## Task prompt
Lay out the lines below as a Markdown table with two columns, "Row" for the row number and "Line" for the line itself. Leave out any blank lines.

## Records for this task
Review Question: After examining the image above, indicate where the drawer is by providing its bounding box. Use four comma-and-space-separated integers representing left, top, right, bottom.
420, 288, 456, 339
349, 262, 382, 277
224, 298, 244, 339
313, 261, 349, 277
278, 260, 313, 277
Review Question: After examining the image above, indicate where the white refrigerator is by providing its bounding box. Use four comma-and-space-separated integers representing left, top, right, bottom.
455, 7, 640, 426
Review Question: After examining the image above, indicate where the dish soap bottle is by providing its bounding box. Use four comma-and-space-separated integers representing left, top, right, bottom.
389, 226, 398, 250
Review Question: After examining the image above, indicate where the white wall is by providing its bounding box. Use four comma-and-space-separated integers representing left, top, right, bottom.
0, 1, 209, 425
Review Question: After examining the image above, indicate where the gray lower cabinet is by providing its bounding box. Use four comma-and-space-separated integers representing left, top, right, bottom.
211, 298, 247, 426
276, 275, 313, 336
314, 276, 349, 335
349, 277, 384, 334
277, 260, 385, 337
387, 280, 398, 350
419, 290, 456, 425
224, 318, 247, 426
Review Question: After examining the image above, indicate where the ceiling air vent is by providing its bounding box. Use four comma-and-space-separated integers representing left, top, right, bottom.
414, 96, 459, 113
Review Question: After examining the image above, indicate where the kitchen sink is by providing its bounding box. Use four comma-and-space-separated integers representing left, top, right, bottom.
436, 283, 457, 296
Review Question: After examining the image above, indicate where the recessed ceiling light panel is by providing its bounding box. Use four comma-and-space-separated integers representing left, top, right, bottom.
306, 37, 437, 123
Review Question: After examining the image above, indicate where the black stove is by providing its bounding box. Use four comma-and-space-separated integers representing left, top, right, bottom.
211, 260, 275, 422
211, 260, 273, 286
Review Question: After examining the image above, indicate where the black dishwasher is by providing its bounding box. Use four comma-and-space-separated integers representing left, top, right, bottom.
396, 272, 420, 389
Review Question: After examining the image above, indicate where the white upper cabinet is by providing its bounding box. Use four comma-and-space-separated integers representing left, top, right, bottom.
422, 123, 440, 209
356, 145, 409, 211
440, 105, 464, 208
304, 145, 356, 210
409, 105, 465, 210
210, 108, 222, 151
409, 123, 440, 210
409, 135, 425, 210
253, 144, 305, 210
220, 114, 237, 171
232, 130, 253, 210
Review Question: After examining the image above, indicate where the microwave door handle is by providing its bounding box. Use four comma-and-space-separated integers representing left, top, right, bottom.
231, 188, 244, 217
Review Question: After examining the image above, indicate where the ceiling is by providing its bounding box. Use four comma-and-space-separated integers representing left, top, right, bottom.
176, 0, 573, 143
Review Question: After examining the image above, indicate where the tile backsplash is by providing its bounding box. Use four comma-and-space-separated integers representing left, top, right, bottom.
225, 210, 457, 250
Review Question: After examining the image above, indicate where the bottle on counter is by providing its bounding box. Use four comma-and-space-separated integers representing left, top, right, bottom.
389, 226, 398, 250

## Solved exercise
| Row | Line |
|---|---|
| 1 | Review Question: After examining the image above, indicate where the drawer is by providing its bounding box. Use four comma-and-space-separated integers representing left, top, right, bottom. |
| 2 | 420, 288, 456, 339 |
| 3 | 349, 262, 382, 277 |
| 4 | 224, 298, 244, 339 |
| 5 | 313, 261, 349, 277 |
| 6 | 278, 260, 313, 277 |
| 7 | Review Question: After examining the image above, indicate where the white refrigerator is by providing its bounding box. Use four comma-and-space-separated integers representing left, top, right, bottom. |
| 8 | 455, 7, 640, 426 |
| 9 | Review Question: After examining the image above, indicate where the dish soap bottle is by providing its bounding box. Use four comma-and-space-separated integers representing left, top, right, bottom. |
| 10 | 389, 226, 398, 250 |
| 11 | Review Question: After examining the image above, indicate where the white wall is by providing its bounding box. Use four comma-and-space-separated integers representing left, top, right, bottom. |
| 12 | 0, 1, 209, 425 |
| 13 | Review Question: After examining the image above, indicate where the gray lower cabinet is by providing its bounding box. Use four comma-and-space-separated integers representing left, top, right, bottom. |
| 14 | 211, 298, 247, 426 |
| 15 | 276, 275, 313, 336 |
| 16 | 314, 276, 349, 335 |
| 17 | 349, 277, 384, 334 |
| 18 | 277, 260, 385, 337 |
| 19 | 387, 280, 398, 350 |
| 20 | 419, 290, 456, 425 |
| 21 | 224, 318, 247, 426 |
| 22 | Review Question: After examining the image above, indicate where the ceiling air vent is by providing its bounding box. Use four comma-and-space-separated integers representing left, top, right, bottom. |
| 23 | 414, 96, 459, 113 |
| 24 | Review Question: After examining the image above, indicate where the kitchen sink is by providing its bounding box. Use four comma-and-space-separated integers representing left, top, right, bottom. |
| 25 | 436, 283, 457, 296 |
| 26 | Review Question: After examining the image above, indicate where the recessed ceiling light panel is by providing its bounding box. Use four comma-and-space-separated integers representing left, top, right, bottom. |
| 27 | 306, 37, 437, 123 |
| 28 | Review Question: After examining the image above, indicate where the black stove is by providing its bounding box. Use four comma-and-space-separated integers representing left, top, right, bottom. |
| 29 | 211, 260, 275, 422 |
| 30 | 211, 260, 273, 286 |
| 31 | Review Question: After examining the image above, indicate where the black dishwasher is by providing its bounding box. Use four comma-and-space-separated integers representing left, top, right, bottom. |
| 32 | 396, 272, 420, 389 |
| 33 | Review Question: After examining the image above, indicate where the white upper cabinet is by providing its bounding box. Use four comma-and-space-separated integers representing left, top, right, bottom. |
| 34 | 422, 123, 440, 209 |
| 35 | 356, 145, 409, 211 |
| 36 | 440, 105, 464, 208 |
| 37 | 304, 145, 356, 210 |
| 38 | 409, 105, 465, 210 |
| 39 | 210, 108, 222, 151 |
| 40 | 409, 123, 440, 210 |
| 41 | 409, 135, 425, 210 |
| 42 | 253, 144, 305, 210 |
| 43 | 220, 114, 237, 171 |
| 44 | 232, 130, 253, 210 |
| 45 | Review Question: After examining the image above, indicate where the microwave door handle is by providing its bounding box. Use four comma-and-space-separated integers representing left, top, right, bottom. |
| 46 | 231, 188, 244, 217 |
| 47 | Review Question: After examining the image above, indicate where the ceiling is by providing its bounding box. Use four comma-and-space-separated integers representing left, top, right, bottom. |
| 48 | 176, 0, 573, 143 |
| 49 | Review Question: After examining the image above, indicate where the tile backsplash is by providing its bounding box. Use four comma-and-space-separated integers representing left, top, right, bottom. |
| 50 | 225, 210, 457, 250 |
| 51 | Review Question: After examining the image above, indicate where the bottle on counter is by providing its bounding box. Use four comma-and-space-separated integers representing left, top, right, bottom. |
| 52 | 389, 226, 398, 250 |